Questions on the material
a. Decide whether each statement agrees with the forum post below on meganizing Diamond files, answering yes or no and quoting the words of the post that decide it: (i) The Diamond file was produced with the format 100 command. (ii) The customized reference database held about 29,000 sequences. (iii) Adding the synonyms list reduced the number of unassigned hits.
b. Write the next part of the forum post below on meganizing Diamond files, starting after its final sentence.

Meganizing diamond files with customized database

steff1088 · July 22, 2019, 5:47pm

Hi everybody,

I have been working in Megan6 to use it for the analysis of protein sequence data classified in Diamond. The file was obtained with the format 100 command. The database of reference protein sequences was a customized set of ~2900 sequences obtained from the Fungene repository, for a functional gene. My goal is to get a weighted LCA taxonomic output in Megan6, however, the default NCBI protein database file does not seem to be compatible with the .daa file from Diamond. Over 90% of hits are declared unassigned. I tried to add the customized Fungene database as synonyms list in the format of a tab-delimited txt file with one column being the protein accession number and the other column the GI number. Unfortunately that did not change the output of unassigned hits. Are there any options to make my customized Fungene database (essentially a fasta file with the protein accession no. in the header of protein sequences) a functional Megan6 mapping file? Or am I making a mistake in the amendment of the synonyms list?

[Excerpts from a dataset]

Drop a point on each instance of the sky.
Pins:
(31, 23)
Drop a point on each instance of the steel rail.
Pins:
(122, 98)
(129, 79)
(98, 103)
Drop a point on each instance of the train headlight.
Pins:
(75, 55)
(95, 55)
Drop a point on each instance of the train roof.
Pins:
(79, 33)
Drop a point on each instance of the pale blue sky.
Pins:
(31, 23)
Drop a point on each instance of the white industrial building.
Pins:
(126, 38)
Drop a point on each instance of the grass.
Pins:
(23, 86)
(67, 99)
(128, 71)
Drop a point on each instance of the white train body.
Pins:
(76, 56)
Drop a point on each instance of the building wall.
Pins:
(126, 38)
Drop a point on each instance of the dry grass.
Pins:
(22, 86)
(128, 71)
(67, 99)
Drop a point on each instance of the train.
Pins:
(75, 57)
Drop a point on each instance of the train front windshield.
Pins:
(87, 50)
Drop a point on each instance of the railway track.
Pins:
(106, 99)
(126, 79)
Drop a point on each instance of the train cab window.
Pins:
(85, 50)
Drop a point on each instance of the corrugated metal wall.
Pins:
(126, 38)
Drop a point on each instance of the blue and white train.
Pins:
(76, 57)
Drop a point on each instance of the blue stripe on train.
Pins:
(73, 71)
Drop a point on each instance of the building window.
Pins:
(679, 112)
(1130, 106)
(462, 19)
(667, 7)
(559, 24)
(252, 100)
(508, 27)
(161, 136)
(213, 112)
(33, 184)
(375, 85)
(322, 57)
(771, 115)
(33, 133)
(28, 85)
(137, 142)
...
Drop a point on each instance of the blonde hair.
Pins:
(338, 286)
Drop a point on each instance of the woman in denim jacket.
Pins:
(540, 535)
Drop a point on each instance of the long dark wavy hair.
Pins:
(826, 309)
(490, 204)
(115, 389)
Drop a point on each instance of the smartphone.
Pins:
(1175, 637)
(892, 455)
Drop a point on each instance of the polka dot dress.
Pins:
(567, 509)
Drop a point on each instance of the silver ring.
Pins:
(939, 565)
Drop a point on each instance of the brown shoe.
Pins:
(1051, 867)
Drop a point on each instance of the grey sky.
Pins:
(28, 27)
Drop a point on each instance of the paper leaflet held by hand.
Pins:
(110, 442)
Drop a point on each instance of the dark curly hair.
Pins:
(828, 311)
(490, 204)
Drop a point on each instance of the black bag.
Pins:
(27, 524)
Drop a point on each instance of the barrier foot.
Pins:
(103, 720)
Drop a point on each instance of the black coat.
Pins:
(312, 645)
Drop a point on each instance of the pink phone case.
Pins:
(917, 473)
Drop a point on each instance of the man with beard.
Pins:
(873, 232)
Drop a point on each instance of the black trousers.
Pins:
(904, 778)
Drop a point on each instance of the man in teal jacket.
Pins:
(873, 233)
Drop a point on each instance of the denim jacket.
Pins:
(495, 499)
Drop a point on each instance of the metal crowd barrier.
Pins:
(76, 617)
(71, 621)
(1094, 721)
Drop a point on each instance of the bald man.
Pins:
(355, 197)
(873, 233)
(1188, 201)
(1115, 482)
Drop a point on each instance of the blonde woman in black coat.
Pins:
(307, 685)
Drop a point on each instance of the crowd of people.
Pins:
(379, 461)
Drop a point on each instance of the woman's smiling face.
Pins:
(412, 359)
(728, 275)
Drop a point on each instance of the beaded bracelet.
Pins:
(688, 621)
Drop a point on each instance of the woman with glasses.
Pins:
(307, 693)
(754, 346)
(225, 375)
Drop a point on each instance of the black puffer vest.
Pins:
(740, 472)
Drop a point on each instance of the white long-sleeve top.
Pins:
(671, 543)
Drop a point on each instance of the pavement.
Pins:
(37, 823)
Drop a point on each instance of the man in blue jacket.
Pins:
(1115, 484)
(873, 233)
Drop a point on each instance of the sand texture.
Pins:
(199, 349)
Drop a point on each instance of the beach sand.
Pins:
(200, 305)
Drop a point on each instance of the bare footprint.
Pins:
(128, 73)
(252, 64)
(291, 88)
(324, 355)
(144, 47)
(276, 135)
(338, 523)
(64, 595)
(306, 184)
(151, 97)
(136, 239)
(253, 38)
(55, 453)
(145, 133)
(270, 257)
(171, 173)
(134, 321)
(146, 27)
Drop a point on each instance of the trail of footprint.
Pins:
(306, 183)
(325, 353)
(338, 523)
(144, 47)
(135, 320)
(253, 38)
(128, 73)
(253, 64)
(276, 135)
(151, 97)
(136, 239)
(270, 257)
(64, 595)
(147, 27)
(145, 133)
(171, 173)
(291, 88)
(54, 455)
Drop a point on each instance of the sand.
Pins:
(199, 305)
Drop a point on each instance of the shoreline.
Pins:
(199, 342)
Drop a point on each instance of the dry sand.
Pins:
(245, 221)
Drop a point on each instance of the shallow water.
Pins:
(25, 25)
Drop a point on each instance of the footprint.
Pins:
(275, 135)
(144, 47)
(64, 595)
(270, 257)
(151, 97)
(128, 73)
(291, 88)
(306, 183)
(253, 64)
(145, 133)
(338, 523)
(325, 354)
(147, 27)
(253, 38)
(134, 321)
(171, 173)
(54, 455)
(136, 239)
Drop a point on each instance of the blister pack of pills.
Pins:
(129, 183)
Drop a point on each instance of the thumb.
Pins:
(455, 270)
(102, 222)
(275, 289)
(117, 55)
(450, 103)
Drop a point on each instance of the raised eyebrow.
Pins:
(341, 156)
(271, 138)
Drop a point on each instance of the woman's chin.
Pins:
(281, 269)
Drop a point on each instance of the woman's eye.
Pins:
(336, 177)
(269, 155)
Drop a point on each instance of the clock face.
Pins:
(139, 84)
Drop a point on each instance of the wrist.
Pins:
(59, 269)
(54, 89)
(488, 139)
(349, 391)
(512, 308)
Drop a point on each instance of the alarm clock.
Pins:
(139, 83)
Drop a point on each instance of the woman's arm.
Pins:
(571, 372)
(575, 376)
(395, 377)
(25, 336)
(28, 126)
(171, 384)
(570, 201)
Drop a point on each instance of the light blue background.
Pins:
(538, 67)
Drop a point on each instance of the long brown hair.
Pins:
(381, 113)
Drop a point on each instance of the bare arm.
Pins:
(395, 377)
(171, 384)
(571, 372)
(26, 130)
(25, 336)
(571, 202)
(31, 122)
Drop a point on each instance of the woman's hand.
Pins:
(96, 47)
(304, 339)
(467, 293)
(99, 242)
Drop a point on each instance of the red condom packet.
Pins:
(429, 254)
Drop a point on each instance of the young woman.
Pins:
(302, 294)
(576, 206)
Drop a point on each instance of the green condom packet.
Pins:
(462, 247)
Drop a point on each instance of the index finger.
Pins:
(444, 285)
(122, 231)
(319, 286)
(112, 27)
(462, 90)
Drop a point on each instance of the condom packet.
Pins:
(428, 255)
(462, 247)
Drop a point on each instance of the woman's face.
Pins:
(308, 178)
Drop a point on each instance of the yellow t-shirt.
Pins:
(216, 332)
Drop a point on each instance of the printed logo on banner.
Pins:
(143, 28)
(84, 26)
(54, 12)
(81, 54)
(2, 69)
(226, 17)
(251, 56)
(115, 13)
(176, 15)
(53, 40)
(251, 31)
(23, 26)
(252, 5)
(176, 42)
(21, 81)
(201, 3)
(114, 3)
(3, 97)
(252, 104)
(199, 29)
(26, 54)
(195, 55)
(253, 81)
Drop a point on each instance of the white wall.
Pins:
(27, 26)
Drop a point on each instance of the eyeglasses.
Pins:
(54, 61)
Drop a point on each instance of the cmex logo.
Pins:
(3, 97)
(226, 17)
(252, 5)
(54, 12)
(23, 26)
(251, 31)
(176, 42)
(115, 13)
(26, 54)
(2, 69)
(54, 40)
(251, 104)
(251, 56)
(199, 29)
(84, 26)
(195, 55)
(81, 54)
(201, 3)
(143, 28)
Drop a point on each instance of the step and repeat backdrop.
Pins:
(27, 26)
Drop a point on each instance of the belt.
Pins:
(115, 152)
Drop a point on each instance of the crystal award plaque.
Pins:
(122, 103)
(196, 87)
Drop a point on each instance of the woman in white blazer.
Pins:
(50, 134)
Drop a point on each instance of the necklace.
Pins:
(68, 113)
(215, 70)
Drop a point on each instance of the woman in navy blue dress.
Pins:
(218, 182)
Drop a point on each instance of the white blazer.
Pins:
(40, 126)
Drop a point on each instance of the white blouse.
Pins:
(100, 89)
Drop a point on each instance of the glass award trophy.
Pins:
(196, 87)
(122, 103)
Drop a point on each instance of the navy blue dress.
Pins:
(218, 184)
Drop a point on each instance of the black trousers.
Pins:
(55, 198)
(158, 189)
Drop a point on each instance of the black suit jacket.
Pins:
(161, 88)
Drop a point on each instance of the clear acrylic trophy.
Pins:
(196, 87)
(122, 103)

Answers given
a.
(i) Yes: "The file was obtained with the format 100 command."
(ii) No: "a customized set of ~2900 sequences"
(iii) No: "Unfortunately that did not change the output of unassigned hits."

b.
I would highly appreciate any helpful comments!!

cheers,
steffen

Daniel · July 22, 2019, 6:04pm

Hi Steffen,

A couple of things:

you need to produce a mapping file that maps Fungene accessions to taxon ids for taxonomic binning
Functional binning would require a mapping of Fungene identifiers onto e.g. Intropro families,.

On the other hand, Fungene has long been on my list of things to look into, so if you could give me access to a small example file, then that would give me something to work toward.

Best wishes
daniel

steff1088 · July 22, 2019, 7:32pm

Thanks so much, Daniel. Can I send you my current Fungene ref sequence data file and the file that links accession no. to GI? Does GI number count as valid taxon id? I believe Fungene uses the normal protein accession no as identifier. Here the format they provide:

KZC29526 coded_by=complement(28140…30071),organism=Rhodanobacter sp. FW510-R10,definition=TAT-dependent nitrous-oxide reductase

And then I usually just cut the text off leaving the ID:

KZC29526

Cheers,
steffen

steff1088 · July 23, 2019, 7:41pm

Does anybody else have some experience in making their own customized mapping file?

steff1088 · August 1, 2019, 7:56pm

Hi Everybody,

I am still waiting to move forward from here. I can imagine customizing mapping files may be useful for many users so please if you could comment on your experience or clarify previous comments (@Daniel) that would be highly appreciated. Are there any plans to implement Fungene-derived mapping files soon? That would be super cool!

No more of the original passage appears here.